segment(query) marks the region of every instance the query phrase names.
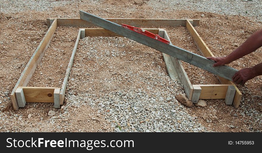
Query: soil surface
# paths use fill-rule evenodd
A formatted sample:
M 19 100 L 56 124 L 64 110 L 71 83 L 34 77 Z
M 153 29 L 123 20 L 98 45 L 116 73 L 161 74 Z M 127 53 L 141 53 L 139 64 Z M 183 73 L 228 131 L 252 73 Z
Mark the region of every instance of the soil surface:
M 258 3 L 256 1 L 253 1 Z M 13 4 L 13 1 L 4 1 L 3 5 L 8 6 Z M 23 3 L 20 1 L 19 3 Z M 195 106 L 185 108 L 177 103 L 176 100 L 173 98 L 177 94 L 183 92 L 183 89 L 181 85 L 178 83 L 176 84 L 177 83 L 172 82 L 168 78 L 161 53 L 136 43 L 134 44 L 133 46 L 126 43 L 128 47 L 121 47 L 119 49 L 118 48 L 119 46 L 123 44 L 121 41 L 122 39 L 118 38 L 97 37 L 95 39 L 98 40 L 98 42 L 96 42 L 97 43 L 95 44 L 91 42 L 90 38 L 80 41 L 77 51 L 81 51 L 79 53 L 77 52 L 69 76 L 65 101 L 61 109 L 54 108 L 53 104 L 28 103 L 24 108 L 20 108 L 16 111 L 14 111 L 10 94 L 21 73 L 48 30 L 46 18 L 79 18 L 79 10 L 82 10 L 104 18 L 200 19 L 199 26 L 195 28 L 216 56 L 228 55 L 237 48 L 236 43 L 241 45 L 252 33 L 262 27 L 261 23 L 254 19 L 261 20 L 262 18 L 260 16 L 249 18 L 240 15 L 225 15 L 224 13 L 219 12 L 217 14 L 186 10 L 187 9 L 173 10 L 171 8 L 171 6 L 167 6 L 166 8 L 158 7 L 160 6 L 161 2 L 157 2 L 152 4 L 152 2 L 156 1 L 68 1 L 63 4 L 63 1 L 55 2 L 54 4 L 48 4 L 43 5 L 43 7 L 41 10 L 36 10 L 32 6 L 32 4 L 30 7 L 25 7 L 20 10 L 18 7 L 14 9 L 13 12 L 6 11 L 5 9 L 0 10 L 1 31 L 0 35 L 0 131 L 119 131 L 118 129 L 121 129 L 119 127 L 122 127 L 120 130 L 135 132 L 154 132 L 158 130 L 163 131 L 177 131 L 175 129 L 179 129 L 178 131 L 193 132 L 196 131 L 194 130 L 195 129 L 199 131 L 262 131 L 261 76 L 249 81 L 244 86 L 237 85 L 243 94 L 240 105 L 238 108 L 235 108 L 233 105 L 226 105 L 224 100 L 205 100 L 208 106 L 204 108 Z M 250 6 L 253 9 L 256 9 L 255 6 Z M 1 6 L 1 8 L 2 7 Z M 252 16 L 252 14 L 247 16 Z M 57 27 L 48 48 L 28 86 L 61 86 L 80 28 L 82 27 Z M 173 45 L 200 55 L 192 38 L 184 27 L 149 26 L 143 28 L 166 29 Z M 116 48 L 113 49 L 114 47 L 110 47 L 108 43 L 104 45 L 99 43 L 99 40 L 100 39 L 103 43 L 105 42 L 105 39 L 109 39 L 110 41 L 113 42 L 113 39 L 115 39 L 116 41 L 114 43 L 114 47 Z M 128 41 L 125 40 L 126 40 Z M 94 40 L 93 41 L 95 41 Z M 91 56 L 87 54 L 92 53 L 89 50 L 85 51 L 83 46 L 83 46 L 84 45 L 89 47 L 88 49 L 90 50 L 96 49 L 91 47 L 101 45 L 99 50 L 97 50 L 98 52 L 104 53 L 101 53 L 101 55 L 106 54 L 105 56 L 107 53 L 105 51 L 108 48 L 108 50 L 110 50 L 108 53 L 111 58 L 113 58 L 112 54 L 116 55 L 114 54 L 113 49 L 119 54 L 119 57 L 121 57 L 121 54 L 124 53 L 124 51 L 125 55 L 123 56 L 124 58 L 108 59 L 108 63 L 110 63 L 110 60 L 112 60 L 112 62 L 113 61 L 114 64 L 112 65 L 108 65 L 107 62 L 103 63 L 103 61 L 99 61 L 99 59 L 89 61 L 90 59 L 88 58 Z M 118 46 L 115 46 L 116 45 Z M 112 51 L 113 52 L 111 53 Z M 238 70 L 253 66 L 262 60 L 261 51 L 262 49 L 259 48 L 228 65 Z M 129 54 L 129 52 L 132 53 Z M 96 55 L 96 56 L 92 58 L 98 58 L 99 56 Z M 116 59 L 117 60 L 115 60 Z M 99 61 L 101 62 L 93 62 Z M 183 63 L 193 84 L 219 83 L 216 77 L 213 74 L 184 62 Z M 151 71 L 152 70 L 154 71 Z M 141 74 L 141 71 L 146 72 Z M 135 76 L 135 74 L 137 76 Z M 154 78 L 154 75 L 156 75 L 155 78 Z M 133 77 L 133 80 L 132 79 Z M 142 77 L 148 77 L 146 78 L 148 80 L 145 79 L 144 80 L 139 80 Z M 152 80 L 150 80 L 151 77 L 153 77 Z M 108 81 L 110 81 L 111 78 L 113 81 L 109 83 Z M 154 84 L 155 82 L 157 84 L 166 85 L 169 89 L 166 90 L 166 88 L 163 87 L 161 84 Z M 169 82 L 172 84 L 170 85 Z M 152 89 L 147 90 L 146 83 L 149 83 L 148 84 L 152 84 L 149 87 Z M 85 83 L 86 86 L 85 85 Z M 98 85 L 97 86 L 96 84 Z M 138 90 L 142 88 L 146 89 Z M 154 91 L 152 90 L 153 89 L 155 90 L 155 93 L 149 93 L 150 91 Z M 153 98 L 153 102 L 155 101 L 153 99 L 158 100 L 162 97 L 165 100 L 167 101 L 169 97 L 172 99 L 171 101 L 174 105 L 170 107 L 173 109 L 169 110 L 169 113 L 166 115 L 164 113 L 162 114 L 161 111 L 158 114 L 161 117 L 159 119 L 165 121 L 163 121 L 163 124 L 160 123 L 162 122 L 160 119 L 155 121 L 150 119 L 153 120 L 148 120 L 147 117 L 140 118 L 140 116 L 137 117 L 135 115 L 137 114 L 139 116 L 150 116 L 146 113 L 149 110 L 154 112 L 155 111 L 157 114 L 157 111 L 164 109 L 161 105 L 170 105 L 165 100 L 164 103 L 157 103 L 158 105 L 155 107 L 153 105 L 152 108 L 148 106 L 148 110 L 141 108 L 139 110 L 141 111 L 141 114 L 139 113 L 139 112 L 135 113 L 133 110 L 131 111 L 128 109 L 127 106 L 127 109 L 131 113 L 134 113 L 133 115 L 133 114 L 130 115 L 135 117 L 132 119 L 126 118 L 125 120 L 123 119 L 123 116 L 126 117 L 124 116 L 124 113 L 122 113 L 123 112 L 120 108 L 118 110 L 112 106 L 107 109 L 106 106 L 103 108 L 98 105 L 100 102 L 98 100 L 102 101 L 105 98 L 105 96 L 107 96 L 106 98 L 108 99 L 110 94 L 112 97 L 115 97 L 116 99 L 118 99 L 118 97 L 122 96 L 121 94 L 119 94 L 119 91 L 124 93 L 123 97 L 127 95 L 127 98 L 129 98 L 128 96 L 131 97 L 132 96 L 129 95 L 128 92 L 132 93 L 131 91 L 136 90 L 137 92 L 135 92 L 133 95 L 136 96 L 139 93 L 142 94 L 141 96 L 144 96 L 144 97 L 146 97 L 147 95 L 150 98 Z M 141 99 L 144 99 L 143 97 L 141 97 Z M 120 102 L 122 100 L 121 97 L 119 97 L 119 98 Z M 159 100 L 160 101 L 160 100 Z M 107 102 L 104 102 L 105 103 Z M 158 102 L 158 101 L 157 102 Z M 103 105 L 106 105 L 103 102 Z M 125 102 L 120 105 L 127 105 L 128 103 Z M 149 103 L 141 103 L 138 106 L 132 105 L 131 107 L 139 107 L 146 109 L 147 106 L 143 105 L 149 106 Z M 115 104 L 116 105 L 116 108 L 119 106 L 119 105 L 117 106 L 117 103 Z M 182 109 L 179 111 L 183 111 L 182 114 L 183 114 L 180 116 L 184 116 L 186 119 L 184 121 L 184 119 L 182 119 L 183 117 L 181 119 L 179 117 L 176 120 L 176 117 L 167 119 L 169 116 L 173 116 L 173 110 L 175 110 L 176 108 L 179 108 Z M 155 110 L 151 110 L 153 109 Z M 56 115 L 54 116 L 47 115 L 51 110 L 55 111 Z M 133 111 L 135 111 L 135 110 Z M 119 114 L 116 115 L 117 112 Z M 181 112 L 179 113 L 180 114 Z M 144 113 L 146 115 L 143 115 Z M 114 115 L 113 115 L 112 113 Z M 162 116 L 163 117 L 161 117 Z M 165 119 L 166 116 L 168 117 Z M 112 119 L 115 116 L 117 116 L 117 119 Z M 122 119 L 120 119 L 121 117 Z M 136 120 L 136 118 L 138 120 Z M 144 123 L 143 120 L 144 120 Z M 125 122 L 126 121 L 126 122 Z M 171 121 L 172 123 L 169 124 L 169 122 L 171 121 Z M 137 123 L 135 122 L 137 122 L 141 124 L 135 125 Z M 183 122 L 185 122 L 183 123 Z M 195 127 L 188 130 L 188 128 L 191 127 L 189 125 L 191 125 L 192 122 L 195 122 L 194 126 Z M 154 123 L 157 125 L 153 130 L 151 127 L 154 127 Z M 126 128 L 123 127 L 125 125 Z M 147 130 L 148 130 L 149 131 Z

::::::::::

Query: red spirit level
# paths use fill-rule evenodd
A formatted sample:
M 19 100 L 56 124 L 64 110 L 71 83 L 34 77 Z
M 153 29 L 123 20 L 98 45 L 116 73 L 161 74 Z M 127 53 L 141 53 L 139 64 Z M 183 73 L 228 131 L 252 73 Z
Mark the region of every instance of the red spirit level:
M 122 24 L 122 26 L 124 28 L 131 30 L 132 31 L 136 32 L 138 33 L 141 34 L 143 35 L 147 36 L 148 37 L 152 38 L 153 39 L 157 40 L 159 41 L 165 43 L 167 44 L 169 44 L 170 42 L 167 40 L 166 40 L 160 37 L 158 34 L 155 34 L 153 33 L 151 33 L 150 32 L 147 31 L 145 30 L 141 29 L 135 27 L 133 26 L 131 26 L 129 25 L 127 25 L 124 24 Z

::::::::::

→ **WHAT YOU NEED TO DO**:
List each line in the listing above that contains the word "soil".

→ **WRITTEN ANSWER**:
Query: soil surface
Mark the region of every instance of the soil surface:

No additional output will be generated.